- **Set exercise 1**
Using the Xen dual-bridge routing post, explain in one to three sentences how the suggested rules make replies from the second network leave through a different gateway.

- **Selected passage**

________________________________________

Funny, this morning I came to the same conclusion after some googling. A xen box with two bridges should be considered normal, and it should not break anything inside or outside the box.
There are good instructions on the net for installing 2 virtual bridges on a xen box. But I have found no mention of this specific dual-bridge problem I have: that ip traffic goes in ok through any physical nic to the dom0 or domUs, but all replies are routed to only one nic (the default gateway). (I verified this with tcpdump.)
John Pierce's advice was simple and correct. If you don't want to set up ifup-post scripts of your own, you can use shorewall. Shorewall is actually more complex, but you don't have to understand much about the "ip" tool to use it.
I am going to try this first without Shorewall (simpler, I hope).
John, could you elaborate a little on this (I never had to adjust routing before):
On 10.5.2010 21.15, John R Pierce wrote:
something like...
[after setting up network 1 the 'normal' way, we add these rules for network 2...]
NET2=xxx.yyy.zzz.www/26 NET2GWY=xxx.yyy.zzz.wwx ip rule add from $NET2 table 200 ip route add default via $NET2GWY dev eth1 table 200 ip route flush cache
so... any packet thats 'from' the subnet $NET2 is tagged to use ip routing table '200' (quite arbitrary), and in turn route table 200 specifies a different default gateway.
Where should I put that script? network-scripts/ifup-post? What would your "table 200" look like, and where should I put that?

________________________________________

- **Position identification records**
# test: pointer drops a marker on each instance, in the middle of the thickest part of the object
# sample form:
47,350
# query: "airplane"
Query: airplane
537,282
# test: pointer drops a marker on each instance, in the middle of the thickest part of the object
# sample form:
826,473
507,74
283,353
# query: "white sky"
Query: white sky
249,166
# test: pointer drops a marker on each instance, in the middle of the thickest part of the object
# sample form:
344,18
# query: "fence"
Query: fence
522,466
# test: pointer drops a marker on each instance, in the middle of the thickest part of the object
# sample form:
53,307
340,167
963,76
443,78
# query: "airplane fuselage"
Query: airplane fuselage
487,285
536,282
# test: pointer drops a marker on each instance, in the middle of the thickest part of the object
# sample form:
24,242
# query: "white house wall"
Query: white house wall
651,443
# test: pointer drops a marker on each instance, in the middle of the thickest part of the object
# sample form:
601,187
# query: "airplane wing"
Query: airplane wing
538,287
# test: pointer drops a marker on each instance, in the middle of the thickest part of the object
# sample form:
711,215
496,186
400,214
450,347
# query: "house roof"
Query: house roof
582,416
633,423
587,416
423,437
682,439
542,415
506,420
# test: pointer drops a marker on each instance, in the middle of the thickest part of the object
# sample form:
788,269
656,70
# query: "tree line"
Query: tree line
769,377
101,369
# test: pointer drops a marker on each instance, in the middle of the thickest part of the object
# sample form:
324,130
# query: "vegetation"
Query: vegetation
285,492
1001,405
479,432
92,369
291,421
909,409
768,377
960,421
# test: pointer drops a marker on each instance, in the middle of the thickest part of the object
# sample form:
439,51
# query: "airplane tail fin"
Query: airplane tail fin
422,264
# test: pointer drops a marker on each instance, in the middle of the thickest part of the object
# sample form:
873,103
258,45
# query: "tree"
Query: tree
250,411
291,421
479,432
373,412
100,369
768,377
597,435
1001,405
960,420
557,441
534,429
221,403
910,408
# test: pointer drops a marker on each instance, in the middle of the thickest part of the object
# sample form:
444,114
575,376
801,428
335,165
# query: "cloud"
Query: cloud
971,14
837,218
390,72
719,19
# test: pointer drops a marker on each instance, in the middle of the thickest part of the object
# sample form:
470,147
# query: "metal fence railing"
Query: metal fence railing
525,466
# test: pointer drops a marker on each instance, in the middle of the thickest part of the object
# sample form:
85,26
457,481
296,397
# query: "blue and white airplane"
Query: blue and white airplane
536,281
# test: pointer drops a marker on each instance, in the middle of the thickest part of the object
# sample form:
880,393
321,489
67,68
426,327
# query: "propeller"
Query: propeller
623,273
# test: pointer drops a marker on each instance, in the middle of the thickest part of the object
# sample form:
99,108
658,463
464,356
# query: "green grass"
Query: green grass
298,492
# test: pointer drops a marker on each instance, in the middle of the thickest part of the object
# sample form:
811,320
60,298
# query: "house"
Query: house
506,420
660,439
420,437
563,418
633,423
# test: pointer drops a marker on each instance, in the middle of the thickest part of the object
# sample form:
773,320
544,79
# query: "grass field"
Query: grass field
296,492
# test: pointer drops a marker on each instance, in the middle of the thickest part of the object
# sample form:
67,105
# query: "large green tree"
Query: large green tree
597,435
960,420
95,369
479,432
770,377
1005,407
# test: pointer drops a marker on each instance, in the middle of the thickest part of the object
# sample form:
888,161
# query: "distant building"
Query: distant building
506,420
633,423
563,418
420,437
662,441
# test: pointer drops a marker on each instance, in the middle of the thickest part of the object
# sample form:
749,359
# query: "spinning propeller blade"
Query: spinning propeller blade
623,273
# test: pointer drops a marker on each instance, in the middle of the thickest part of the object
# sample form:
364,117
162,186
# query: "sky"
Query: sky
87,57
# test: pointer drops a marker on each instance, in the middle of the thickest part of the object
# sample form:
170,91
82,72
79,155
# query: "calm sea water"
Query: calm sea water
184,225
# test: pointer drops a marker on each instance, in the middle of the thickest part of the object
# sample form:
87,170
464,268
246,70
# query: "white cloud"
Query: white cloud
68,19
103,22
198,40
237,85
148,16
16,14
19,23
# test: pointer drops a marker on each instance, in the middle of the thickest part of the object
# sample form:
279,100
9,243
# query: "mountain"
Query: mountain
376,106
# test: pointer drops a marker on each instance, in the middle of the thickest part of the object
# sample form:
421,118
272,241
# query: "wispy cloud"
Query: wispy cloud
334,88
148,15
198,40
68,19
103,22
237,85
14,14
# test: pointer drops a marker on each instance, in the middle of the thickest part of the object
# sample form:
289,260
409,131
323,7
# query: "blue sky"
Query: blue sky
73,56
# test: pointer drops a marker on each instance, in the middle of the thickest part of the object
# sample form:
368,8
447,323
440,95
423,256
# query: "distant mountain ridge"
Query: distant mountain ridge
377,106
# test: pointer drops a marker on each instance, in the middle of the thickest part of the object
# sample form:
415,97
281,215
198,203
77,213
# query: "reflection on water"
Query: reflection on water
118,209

________________________________________

- **Set exercise 2**
Count how many lines of the rows above contain the string "reflection", with case counting, and reply with the number alone.

- **Written solution 1**
The `ip rule` command tags any packet coming from the $NET2 subnet to use routing table 200, an arbitrary number. That table sets its own default route via $NET2GWY on eth1, so those packets use a different default gateway from the rest of the traffic.

- **Written solution 2**
2